───── Data records ─────
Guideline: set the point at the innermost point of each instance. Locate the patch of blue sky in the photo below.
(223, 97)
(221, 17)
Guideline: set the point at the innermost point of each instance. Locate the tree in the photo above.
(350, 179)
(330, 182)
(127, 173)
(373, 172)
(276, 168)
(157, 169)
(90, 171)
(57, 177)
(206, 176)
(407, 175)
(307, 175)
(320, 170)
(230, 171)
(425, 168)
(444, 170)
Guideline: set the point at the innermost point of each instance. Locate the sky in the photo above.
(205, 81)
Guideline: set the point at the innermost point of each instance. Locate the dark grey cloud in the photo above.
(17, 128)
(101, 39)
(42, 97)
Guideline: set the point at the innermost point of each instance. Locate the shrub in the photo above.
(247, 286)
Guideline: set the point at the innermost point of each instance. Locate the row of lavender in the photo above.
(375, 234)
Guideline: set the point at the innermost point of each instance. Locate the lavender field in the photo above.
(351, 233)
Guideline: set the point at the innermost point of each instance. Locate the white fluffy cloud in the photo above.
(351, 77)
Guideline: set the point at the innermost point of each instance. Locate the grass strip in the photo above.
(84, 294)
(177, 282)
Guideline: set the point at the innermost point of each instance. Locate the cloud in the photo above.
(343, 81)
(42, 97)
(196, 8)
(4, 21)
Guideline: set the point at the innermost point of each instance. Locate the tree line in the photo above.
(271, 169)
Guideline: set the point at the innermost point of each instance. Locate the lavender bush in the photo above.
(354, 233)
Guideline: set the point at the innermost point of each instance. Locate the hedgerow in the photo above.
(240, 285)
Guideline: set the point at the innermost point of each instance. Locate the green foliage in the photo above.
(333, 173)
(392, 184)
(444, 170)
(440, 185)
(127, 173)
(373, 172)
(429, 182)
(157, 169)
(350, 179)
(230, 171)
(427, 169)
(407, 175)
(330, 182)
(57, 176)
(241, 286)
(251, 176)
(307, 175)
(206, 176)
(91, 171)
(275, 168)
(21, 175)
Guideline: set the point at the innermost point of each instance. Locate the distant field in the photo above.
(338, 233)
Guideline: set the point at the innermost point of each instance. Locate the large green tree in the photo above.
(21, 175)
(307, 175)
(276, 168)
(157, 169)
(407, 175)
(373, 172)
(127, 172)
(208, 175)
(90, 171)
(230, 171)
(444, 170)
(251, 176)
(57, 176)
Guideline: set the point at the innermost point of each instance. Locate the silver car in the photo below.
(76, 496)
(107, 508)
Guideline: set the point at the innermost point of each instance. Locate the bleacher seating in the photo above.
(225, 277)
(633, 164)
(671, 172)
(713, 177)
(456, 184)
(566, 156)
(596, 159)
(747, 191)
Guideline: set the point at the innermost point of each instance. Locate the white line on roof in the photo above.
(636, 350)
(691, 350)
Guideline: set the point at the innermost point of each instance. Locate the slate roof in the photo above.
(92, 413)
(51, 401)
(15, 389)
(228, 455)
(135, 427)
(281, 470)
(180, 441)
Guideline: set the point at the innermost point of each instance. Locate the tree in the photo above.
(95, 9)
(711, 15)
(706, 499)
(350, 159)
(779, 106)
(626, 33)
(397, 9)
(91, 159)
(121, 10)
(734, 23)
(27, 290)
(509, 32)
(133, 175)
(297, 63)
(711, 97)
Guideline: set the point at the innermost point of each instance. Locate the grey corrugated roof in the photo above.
─────
→ **Action item**: Nothing in the records may be left out; copy them all exactly.

→ **Result below**:
Guideline: set the point at the innermost point of each instance. Locate the patch of blue sky in the photo below.
(223, 97)
(221, 17)
Guideline: set the point at the innermost point of each instance. Locate the tree in the photo above.
(350, 179)
(330, 182)
(127, 173)
(373, 172)
(276, 168)
(157, 169)
(90, 171)
(57, 177)
(206, 176)
(407, 175)
(307, 175)
(320, 170)
(230, 171)
(425, 168)
(444, 170)
Guideline: set the point at the innermost point of each instance. Locate the sky in the photo above.
(205, 81)
Guideline: set the point at the innermost point of each instance. Locate the dark grey cloud in the photo above.
(17, 128)
(101, 39)
(42, 97)
Guideline: set the point at the innermost point of each instance. Locate the shrub in the photo above.
(247, 286)
Guideline: set the point at the innermost point of each instance. Locate the row of lavender in the photo above.
(375, 234)
Guideline: set the point at the innermost point of each instance. Locate the lavender field in the photo above.
(351, 233)
Guideline: set the point at the innermost point of each instance. Locate the white fluffy cloud in the photo above.
(351, 77)
Guideline: set the point at the innermost point of each instance. Locate the grass strip in the photo above.
(84, 294)
(177, 282)
Guideline: set the point at the innermost point of each instance. Locate the cloud in the photo above.
(343, 81)
(42, 97)
(196, 8)
(4, 21)
Guideline: set the point at the innermost point of each instance. Locate the tree line in the photo above.
(271, 169)
Guideline: set the point at the innermost point of each instance. Locate the lavender bush in the photo above.
(354, 233)
Guideline: set the point at the innermost point of each instance. Locate the hedgerow in the photo above.
(240, 285)
Guideline: set the point at the innermost point of each instance. Locate the green foliage in the photo above.
(333, 173)
(392, 184)
(444, 170)
(440, 185)
(127, 173)
(373, 172)
(429, 182)
(157, 169)
(350, 179)
(230, 171)
(427, 169)
(407, 175)
(330, 182)
(57, 176)
(241, 286)
(251, 176)
(307, 175)
(206, 176)
(91, 171)
(275, 168)
(21, 175)
Guideline: set the point at the innermost point of each instance. Locate the distant field in the photo above.
(338, 233)
Guideline: set the point at the innermost point of each instance. Locate the large green tree in the photo above.
(21, 175)
(307, 175)
(276, 168)
(157, 169)
(407, 175)
(373, 172)
(127, 172)
(208, 175)
(90, 171)
(230, 171)
(444, 170)
(251, 176)
(57, 176)
Guideline: set the point at the innermost point of each instance. Locate the silver car in the photo below.
(76, 496)
(107, 508)
Guideline: set the point at the innermost point of each instance. Locate the bleacher seating in the photo above.
(225, 277)
(633, 164)
(671, 172)
(713, 177)
(456, 184)
(566, 156)
(596, 159)
(747, 191)
Guideline: set the point at the innermost point of each instance. Locate the white line on roof in the photo above.
(636, 350)
(691, 350)
Guideline: set the point at the innermost point of each instance. Locate the slate roof in the photo above.
(92, 413)
(51, 401)
(15, 389)
(228, 455)
(135, 427)
(281, 470)
(180, 441)
Guideline: set the point at the innermost point of each instance. Locate the tree in the photo above.
(95, 9)
(711, 15)
(706, 499)
(350, 159)
(779, 106)
(626, 33)
(397, 9)
(91, 159)
(121, 10)
(734, 23)
(27, 290)
(509, 32)
(133, 175)
(297, 63)
(711, 97)
Guideline: set the point at the innermost point of each instance. Locate the grey corrugated roof in the photo above.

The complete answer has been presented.